TASK INSTRUCTIONS: Rescale the coordinates in the records, beginning with the line that contains "Where can the dark" and continuing through the end of the records. Give only those lines, requests included, with each point coordinate multiplied by 0.2 and rounded to a whole number, halves rounding up.

RECORDS FOR THE TASK:
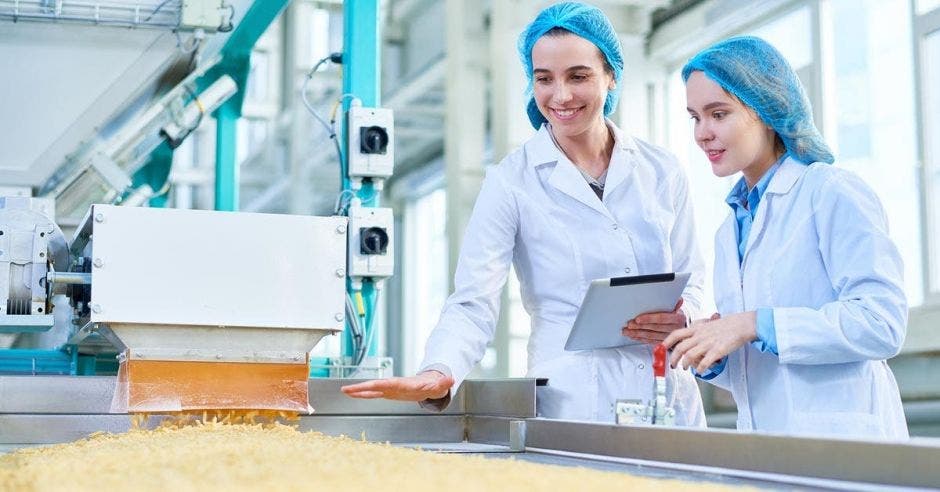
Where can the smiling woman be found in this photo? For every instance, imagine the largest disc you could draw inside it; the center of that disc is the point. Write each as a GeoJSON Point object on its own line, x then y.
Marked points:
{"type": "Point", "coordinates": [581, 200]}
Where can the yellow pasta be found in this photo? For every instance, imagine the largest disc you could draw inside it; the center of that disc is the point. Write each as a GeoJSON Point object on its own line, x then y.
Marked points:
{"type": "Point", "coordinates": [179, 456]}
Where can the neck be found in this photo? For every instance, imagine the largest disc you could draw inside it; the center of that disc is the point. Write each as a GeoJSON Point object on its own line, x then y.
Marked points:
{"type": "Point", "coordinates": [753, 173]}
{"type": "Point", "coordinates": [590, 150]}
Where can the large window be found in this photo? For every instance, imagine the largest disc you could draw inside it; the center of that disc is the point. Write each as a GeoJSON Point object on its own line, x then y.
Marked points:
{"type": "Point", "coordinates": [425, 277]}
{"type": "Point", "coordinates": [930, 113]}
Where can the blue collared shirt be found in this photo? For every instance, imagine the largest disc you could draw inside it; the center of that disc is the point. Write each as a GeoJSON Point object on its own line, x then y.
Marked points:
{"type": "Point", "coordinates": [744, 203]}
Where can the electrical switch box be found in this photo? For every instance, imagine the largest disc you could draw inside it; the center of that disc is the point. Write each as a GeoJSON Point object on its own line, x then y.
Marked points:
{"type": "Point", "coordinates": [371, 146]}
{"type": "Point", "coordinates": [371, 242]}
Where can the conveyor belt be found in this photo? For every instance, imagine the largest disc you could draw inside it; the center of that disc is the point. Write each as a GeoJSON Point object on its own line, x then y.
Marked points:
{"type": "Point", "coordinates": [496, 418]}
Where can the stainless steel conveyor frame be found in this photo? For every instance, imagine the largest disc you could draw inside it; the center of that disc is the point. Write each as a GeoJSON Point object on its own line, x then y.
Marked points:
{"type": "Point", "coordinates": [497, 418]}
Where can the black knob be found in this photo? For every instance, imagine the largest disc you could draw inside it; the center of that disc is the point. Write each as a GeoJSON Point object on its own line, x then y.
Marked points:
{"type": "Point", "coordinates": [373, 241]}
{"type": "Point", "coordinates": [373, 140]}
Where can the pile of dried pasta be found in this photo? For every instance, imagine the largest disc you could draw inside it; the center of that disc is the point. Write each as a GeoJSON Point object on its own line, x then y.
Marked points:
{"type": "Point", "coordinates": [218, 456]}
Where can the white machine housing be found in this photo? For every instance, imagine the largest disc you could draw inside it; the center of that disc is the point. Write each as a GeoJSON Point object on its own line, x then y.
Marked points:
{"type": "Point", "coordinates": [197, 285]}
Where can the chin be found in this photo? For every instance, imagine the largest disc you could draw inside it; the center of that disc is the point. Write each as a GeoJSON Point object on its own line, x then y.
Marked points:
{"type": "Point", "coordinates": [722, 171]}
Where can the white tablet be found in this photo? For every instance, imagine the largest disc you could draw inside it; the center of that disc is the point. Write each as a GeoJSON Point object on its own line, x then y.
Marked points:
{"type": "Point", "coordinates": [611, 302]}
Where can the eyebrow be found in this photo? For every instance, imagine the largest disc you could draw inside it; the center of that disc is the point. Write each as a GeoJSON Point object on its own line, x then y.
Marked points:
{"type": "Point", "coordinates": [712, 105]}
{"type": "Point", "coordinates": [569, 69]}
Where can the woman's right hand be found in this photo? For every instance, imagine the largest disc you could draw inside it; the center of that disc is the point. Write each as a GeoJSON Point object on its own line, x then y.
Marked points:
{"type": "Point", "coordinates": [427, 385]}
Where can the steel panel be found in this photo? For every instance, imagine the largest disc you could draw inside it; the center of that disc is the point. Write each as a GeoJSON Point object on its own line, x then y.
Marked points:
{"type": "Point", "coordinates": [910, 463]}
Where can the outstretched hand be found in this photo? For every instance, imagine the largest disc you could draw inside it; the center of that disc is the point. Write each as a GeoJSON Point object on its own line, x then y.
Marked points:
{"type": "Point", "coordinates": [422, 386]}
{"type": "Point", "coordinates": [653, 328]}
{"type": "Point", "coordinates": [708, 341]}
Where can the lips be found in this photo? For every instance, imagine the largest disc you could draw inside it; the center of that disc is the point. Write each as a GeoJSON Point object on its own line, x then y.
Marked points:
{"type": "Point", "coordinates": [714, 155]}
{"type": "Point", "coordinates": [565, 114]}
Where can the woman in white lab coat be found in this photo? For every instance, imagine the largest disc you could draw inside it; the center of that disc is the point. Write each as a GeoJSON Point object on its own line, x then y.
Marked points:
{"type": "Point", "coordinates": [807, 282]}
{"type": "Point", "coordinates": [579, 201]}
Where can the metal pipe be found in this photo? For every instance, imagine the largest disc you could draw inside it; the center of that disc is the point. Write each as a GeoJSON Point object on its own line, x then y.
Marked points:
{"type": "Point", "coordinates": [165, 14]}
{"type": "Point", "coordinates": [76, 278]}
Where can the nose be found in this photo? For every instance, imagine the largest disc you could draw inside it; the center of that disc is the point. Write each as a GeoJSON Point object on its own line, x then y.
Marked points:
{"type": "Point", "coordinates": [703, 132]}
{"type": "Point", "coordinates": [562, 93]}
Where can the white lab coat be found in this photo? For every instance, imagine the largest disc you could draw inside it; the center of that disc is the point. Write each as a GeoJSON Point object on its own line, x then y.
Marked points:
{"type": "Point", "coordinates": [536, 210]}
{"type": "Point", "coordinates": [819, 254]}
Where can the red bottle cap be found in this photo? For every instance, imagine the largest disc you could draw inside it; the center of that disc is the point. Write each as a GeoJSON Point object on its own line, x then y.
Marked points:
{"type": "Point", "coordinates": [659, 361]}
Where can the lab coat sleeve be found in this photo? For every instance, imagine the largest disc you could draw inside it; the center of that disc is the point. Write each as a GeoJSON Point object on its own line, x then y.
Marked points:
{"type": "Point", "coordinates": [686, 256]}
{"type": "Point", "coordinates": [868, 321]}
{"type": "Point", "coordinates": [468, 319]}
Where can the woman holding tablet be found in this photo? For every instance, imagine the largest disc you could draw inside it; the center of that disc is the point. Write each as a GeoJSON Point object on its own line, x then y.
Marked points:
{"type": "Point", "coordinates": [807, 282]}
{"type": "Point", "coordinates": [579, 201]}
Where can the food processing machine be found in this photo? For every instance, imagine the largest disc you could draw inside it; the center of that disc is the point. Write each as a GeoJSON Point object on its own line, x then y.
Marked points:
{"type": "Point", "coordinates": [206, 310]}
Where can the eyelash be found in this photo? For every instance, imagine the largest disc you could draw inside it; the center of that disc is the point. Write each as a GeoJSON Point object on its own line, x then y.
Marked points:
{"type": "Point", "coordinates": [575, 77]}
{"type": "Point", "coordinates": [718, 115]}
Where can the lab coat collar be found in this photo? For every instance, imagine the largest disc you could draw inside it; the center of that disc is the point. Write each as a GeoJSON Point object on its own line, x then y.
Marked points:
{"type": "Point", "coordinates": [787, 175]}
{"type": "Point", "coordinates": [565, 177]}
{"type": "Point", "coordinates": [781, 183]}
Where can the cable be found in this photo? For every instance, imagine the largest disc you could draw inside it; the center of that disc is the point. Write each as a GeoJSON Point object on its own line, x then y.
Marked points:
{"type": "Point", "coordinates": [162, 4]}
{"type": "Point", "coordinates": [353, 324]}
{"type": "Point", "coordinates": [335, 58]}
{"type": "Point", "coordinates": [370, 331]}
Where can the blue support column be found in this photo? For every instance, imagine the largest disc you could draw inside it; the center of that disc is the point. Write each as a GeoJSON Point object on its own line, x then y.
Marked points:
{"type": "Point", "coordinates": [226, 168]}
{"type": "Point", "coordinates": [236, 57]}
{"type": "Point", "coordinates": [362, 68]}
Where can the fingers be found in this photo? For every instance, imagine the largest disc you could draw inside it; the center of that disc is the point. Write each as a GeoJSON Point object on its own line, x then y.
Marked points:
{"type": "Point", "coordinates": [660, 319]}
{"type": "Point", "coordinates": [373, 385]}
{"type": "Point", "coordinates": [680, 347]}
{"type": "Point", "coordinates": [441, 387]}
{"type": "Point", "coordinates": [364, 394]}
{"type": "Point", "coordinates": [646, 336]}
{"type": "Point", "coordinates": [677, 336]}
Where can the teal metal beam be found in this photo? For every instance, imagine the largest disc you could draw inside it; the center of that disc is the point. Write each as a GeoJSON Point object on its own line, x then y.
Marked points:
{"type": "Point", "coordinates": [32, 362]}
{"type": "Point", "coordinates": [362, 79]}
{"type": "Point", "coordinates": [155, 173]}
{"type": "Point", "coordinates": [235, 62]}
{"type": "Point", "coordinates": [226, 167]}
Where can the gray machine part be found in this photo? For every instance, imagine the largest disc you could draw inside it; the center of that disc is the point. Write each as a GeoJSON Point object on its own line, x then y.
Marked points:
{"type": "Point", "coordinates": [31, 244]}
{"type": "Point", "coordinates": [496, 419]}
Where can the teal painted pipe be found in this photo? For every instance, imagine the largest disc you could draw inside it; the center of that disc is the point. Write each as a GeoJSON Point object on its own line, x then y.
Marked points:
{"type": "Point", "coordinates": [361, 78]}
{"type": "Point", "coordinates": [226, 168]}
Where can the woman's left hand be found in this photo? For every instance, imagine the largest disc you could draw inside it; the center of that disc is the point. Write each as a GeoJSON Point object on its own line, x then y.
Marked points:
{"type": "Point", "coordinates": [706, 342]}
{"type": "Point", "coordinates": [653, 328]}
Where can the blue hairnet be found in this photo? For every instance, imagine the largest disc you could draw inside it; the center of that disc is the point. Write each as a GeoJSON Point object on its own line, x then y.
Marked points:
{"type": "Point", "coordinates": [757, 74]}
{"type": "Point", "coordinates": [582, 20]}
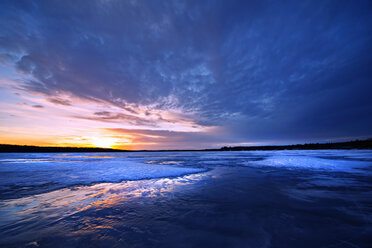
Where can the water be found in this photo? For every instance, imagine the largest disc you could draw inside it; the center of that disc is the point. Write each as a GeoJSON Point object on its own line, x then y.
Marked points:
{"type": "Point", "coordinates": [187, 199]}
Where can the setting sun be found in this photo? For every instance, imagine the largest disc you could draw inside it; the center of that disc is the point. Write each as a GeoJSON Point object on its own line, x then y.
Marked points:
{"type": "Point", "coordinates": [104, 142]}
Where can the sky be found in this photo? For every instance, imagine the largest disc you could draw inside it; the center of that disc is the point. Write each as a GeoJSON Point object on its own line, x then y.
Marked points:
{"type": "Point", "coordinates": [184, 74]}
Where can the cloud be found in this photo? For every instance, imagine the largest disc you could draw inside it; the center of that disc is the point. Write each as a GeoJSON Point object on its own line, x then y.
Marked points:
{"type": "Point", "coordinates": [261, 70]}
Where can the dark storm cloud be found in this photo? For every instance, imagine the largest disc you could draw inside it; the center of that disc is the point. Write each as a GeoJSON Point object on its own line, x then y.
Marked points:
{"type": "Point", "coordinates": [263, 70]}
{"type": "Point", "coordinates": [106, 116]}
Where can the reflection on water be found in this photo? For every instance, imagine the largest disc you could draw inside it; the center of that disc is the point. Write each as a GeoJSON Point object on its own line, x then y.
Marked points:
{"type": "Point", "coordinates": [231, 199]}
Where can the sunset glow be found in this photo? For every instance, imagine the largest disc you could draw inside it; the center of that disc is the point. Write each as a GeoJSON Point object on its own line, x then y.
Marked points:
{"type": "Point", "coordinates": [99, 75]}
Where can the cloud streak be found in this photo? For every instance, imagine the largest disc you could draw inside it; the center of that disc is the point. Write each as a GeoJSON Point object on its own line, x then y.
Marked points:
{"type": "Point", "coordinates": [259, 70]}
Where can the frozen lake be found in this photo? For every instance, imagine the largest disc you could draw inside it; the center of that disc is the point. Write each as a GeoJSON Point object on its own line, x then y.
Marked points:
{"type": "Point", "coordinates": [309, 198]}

WRITTEN RESPONSE:
Where can the dark storm cloud be found in this photo? For every instance, imagine the largest disc you could draw inside it; the center of that disc is the point. Write each as a GeoJSON Point object on its own line, x then y.
Marked points:
{"type": "Point", "coordinates": [53, 14]}
{"type": "Point", "coordinates": [21, 23]}
Where can the reflection on water be found in this photo? For every instance, imagine the largest disc you could draw inside it; the center of that disc is the point. Write each as a GeoJSON Point object on its own line, x then y.
Marked points:
{"type": "Point", "coordinates": [46, 40]}
Where can the sunset glow be found in this photo? For every instance, imagine the largest disc you could draw inside it; the center of that disc is the point. Write each as a GeoJSON Point object on its own line, x then y.
Marked points:
{"type": "Point", "coordinates": [20, 15]}
Where can the cloud streak be found in this photo? For every instance, imagine the largest disc you could draw inside it; the center of that disc is the point. Write each as a GeoJSON Point object on its own line, x then y.
Marked points:
{"type": "Point", "coordinates": [52, 14]}
Where can the frozen lake be found in this photo? For every instance, imagine the largest disc you could draw inside it; the center of that disc is the point. Write each as a GeoJSON Point object on its own line, x then y.
Marked points:
{"type": "Point", "coordinates": [62, 40]}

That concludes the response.